>> Start

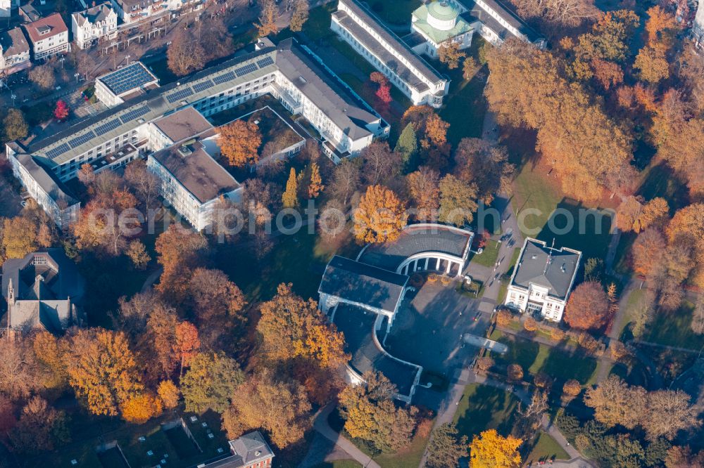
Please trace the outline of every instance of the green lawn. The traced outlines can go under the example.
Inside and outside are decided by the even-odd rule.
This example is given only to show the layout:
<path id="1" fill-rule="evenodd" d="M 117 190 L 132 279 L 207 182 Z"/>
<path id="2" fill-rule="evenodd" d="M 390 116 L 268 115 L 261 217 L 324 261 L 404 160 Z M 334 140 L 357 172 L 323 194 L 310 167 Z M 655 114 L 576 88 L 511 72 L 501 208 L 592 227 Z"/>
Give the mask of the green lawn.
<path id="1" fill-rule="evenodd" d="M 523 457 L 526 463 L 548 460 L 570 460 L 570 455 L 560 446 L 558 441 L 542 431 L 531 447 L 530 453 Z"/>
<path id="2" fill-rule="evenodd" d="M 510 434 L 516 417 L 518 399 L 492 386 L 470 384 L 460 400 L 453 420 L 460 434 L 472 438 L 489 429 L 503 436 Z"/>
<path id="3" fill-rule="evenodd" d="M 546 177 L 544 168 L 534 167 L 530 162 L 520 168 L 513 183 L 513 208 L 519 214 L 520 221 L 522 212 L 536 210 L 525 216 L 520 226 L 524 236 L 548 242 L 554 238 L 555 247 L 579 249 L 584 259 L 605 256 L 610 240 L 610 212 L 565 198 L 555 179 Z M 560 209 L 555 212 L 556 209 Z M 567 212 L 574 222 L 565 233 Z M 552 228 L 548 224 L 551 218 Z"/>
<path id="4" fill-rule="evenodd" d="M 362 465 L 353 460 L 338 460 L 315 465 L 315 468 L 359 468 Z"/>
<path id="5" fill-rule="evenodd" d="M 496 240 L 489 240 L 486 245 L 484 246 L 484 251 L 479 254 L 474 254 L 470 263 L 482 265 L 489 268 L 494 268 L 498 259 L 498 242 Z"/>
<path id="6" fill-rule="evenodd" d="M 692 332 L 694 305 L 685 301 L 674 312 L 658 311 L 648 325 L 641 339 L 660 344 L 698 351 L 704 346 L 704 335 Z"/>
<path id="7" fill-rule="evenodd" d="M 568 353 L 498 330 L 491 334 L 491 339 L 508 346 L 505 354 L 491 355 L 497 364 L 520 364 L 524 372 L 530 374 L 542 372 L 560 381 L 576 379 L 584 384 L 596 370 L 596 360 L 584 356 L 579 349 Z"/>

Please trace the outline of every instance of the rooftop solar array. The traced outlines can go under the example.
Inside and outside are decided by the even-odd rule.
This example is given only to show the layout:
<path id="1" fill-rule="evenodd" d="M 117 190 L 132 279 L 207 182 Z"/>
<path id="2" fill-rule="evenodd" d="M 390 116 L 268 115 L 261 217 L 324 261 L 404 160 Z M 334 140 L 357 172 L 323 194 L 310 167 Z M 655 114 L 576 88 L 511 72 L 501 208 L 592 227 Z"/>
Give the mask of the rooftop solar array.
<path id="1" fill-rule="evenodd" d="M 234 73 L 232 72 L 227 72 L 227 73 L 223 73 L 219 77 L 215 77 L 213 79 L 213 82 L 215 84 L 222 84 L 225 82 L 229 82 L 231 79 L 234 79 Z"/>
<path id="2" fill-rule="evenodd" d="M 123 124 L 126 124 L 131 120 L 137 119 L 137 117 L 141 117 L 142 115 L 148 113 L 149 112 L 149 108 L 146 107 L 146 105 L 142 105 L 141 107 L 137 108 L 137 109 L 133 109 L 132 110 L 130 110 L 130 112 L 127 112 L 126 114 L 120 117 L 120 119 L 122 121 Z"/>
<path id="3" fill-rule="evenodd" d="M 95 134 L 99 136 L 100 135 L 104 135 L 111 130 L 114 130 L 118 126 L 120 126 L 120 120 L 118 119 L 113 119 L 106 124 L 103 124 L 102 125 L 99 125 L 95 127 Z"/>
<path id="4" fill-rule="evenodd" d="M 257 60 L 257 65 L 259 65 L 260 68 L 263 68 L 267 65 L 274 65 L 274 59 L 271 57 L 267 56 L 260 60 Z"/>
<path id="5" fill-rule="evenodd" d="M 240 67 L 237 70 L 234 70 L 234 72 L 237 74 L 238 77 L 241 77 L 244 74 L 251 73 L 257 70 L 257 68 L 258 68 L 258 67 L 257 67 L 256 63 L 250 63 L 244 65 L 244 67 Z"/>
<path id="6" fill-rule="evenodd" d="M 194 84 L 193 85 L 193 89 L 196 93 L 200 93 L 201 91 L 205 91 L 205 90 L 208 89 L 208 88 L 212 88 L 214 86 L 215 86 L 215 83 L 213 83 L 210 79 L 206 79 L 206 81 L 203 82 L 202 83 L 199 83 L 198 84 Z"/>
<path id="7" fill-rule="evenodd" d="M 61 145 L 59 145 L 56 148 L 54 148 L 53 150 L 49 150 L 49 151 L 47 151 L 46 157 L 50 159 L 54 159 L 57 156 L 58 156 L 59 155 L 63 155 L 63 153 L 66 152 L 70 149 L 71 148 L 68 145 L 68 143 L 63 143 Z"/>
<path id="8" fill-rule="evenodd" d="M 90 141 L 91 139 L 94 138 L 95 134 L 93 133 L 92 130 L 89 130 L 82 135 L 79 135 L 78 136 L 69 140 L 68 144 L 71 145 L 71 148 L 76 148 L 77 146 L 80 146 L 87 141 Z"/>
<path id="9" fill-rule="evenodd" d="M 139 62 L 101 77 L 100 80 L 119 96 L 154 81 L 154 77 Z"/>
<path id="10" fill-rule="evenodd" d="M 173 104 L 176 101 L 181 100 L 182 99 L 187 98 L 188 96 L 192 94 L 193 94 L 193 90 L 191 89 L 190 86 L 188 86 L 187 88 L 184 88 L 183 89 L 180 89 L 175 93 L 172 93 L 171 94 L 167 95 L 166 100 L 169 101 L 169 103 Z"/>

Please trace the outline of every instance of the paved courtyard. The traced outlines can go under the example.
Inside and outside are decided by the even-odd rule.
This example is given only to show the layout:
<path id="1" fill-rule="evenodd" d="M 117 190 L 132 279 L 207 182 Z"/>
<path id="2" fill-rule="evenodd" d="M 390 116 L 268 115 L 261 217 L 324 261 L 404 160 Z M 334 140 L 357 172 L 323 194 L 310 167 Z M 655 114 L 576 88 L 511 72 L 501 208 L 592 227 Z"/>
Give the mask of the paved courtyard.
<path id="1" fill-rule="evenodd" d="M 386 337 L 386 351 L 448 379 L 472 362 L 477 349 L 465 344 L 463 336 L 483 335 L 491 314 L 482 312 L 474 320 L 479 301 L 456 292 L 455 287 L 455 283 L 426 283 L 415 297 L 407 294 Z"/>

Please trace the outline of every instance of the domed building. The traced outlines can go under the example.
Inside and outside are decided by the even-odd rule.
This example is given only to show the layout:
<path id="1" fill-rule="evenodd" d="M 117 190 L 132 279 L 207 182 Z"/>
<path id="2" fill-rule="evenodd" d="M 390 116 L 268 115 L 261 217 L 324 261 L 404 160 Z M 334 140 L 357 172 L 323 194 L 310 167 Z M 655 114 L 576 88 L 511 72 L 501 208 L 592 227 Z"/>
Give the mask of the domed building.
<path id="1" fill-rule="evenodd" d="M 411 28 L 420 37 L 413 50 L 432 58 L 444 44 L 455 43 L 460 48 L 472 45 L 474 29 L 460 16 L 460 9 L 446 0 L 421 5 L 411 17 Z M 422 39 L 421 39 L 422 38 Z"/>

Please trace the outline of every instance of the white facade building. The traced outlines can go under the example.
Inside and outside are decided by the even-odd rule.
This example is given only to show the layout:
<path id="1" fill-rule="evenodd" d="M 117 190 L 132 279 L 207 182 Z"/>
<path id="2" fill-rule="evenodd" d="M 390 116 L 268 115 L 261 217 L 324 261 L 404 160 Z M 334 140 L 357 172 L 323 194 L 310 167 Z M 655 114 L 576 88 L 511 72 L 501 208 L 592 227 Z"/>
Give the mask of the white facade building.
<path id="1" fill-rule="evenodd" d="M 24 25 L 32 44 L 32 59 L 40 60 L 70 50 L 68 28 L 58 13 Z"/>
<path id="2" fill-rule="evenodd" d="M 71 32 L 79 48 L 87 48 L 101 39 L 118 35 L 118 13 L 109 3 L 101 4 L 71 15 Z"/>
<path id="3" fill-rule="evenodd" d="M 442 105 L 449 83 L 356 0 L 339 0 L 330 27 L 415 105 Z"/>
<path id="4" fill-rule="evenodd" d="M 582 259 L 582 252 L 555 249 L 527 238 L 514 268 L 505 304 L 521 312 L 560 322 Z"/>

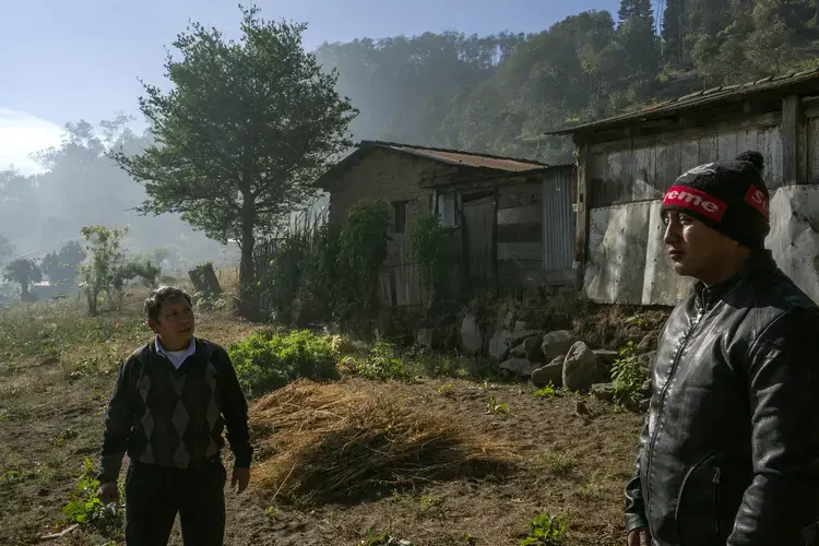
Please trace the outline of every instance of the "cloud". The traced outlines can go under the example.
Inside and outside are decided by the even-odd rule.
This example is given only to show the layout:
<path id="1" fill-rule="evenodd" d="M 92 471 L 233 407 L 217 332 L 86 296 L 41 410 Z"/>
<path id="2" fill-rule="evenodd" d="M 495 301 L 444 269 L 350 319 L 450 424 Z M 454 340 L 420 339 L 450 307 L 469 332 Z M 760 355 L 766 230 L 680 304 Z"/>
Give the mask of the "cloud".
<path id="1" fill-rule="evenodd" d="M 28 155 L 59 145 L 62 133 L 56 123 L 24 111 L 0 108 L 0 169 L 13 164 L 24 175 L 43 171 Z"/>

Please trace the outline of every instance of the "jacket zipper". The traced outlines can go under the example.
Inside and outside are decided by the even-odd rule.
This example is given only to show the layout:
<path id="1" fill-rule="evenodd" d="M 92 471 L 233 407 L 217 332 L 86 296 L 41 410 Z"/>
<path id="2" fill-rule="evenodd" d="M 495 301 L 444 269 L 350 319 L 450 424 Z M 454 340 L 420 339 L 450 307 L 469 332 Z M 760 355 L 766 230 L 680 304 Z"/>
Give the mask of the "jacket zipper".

>> End

Please rewrite everything from the line containing "Please trace the outline of every instance of the domed" down to the line containing "582 259 L 582", changing "white facade building" to "stone facade building" and leaving all else as it stands.

▶ _SOLUTION TO THIS EXERCISE_:
Please trace the outline of every instance of the domed building. The traced outlines can go under the example.
Inside and outside are decided by the even-odd rule.
This example is given only to show the layout:
<path id="1" fill-rule="evenodd" d="M 117 190 L 132 279 L 207 182 Z"/>
<path id="2" fill-rule="evenodd" d="M 390 116 L 268 115 L 261 217 L 324 261 L 404 160 Z M 334 140 L 357 172 L 323 194 L 310 167 Z M 655 114 L 576 88 L 511 72 L 501 208 L 592 227 Z"/>
Give the mask of the domed building.
<path id="1" fill-rule="evenodd" d="M 411 28 L 420 37 L 413 50 L 432 58 L 444 44 L 455 43 L 460 48 L 472 45 L 474 29 L 460 16 L 460 9 L 446 0 L 421 5 L 411 17 Z M 422 39 L 421 39 L 422 38 Z"/>

Please trace the outline of every instance of the stone facade building. The traced outlines can go under the example.
Inside and outside are decided by the even-odd rule.
This example is given only to show the layout:
<path id="1" fill-rule="evenodd" d="M 117 190 L 132 279 L 207 182 Z"/>
<path id="2" fill-rule="evenodd" d="M 390 116 L 268 115 L 261 217 L 324 261 L 404 160 Z M 334 140 L 357 172 L 323 194 L 310 167 Z M 655 114 L 576 88 L 511 72 L 501 208 L 592 227 Z"/>
Give the mask of the stone facade building.
<path id="1" fill-rule="evenodd" d="M 24 25 L 32 44 L 32 59 L 40 60 L 70 50 L 68 28 L 58 13 Z"/>
<path id="2" fill-rule="evenodd" d="M 71 32 L 79 48 L 87 48 L 101 39 L 118 35 L 118 13 L 109 3 L 101 4 L 71 15 Z"/>
<path id="3" fill-rule="evenodd" d="M 442 105 L 449 83 L 356 0 L 339 0 L 330 27 L 415 105 Z"/>
<path id="4" fill-rule="evenodd" d="M 582 259 L 582 252 L 555 249 L 527 238 L 514 268 L 505 304 L 521 312 L 560 322 Z"/>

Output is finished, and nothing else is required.